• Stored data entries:
---------------

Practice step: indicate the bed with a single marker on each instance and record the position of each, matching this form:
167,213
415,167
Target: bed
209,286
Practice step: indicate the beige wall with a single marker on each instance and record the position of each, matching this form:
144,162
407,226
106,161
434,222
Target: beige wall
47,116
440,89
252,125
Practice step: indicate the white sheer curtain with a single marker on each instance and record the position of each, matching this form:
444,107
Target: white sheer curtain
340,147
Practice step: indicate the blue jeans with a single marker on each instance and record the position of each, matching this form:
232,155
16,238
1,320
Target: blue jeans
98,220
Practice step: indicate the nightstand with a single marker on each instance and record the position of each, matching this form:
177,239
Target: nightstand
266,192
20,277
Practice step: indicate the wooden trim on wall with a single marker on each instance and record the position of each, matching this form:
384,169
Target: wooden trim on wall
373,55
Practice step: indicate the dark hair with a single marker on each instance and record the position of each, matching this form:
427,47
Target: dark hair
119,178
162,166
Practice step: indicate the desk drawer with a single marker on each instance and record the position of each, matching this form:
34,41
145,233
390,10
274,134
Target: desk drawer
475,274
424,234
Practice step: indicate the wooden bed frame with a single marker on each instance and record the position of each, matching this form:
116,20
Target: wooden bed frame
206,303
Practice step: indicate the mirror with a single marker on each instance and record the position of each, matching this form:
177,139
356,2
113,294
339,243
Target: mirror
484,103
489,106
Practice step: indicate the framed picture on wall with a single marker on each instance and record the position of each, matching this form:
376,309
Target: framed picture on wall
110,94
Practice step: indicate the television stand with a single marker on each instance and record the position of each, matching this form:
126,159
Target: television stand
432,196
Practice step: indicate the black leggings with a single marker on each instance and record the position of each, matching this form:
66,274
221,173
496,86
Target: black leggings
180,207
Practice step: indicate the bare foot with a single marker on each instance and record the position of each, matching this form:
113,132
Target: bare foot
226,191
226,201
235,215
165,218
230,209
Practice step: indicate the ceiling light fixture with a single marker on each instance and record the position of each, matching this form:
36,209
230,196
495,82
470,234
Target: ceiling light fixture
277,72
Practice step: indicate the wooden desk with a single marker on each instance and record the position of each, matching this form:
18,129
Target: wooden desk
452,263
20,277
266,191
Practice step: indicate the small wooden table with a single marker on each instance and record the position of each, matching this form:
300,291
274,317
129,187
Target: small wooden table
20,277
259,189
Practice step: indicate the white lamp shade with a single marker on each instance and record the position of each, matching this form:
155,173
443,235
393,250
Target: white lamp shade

---------------

• TASK TO CARRY OUT: Which lines of the entries above contain the word "lamp"? Copy each of them.

• YOUR RESPONSE:
Practice step: indicate the white lamp shade with a single marker on each instance and record the position of each, matching this form:
Target: white lamp shade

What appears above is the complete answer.